## Requirement
Extend the book recommendations below, picking up after their final sentence.

--- Excerpt to read ---

Family Lexicon by Natalia Ginzburg

What can we say about Natalia Ginzburg that hasn’t already been said? The Turinese writer, often heralded as the doyenne of Italian literature, deserves all her flowers: her playful prose tickles, provokes, and impresses like no other. Family Lexicon, beautifully translated by Jenny McPhee, is the perfect introduction to her work. Blending autobiography and fiction, the book tackles the eternal themes of childhood, loss, and self-becoming. By turns heartwarming and heartbreaking, Family Lexicon offers an account of Ginzburg’s family history, complete with all the bickering and roughhousing you would expect. Ginzburg’s life has been marked by near–constant tragedy, from her family’s persecution in Mussolini’s Italy to the death of her husband at the hands of the police—yet she has emerged all the stronger. From a woman who has seen it all, Family Lexicon is a resolute affirmation of courage, resilience, and, ultimately, joy. 

–Irma Kiss Barath, Arts Editor 

Guest House for Young Widows: Among the Women of ISIS by Azadeh Moaveni

Guest House for Young Widows: Among the Women of ISIS is an engrossing chronicle of the lives of 13 women, each involved in some capacity with the terrorist organization ISIS. With careful reporting, Azadeh Moaveni presents each of their life stories, offering refreshingly feminine and incredibly nuanced perspectives that those interested in Middle Eastern geopolitics would find fascinating. The book articulates untold tales, granting readers the unique opportunity to step into the psyches of each woman and understand her motivations and values, whether she is a teenager, housewife, or highly educated student. It weaves the stories together critically and thoughtfully, touching on themes including repression, pride, propaganda, and devotion in a manner that educates, represents, and engages.

--- Data excerpts ---

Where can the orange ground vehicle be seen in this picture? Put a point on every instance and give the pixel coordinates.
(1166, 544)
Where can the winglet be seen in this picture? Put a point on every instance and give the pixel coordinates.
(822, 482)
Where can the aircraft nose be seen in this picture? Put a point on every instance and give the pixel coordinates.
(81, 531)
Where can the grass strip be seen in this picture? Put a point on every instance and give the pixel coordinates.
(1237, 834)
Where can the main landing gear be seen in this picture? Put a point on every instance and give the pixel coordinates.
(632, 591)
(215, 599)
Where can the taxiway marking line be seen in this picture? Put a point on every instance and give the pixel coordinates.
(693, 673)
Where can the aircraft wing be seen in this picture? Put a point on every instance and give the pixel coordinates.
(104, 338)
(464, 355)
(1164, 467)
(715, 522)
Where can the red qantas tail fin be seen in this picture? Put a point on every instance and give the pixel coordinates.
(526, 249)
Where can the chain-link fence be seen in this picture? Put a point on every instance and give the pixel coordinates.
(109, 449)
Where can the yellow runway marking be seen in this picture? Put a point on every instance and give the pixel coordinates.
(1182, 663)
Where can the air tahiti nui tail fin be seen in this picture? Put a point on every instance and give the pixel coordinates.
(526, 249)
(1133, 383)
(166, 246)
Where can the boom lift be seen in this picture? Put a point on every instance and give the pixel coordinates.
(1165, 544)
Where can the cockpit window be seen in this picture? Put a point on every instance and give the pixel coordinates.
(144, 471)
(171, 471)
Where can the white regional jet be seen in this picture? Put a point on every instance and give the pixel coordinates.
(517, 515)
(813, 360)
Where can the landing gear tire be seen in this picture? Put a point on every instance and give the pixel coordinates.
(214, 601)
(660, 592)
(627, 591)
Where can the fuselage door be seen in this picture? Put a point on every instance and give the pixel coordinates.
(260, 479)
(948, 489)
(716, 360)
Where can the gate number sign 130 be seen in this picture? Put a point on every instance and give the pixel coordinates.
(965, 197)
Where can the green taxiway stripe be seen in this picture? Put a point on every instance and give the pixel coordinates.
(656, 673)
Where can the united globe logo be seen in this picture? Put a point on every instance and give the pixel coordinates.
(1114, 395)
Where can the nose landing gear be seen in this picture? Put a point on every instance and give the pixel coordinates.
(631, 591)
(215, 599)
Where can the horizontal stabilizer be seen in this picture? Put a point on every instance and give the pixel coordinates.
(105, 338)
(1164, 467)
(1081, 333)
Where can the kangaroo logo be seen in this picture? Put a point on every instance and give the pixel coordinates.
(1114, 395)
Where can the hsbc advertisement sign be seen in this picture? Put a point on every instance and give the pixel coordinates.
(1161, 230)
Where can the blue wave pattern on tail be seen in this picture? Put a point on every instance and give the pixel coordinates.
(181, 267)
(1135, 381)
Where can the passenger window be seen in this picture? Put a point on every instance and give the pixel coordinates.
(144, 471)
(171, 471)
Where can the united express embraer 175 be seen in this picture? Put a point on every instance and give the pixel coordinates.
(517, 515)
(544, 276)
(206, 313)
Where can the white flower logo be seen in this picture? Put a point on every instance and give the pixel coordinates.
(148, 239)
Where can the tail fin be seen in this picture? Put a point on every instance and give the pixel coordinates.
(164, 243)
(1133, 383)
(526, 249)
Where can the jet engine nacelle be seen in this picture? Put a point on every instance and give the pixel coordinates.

---

## Reply
–Jessa Glassman, Arts beat

My Year of Rest and Relaxation by Ottessa Moshfegh

Though the title might have you mistake it for some pseudo–self–help memoir lauding the wonders of “rest,” My Year of Rest and Relaxation couldn’t be further from it. Narrated by a nameless, bitter, nauseatingly privileged twenty–something Ivy League grad in Manhattan, Ottessa Moshfegh’s 2018 novel turns the “rest is productive” mantra on its head. Its antiheroine is on a mission to fill herself with the perfect cocktail of drugs to sleep for a year and escape her grief and utter disdain for the world, with the hope of emerging from her pharmaceutically–induced hibernation somehow “renewed.”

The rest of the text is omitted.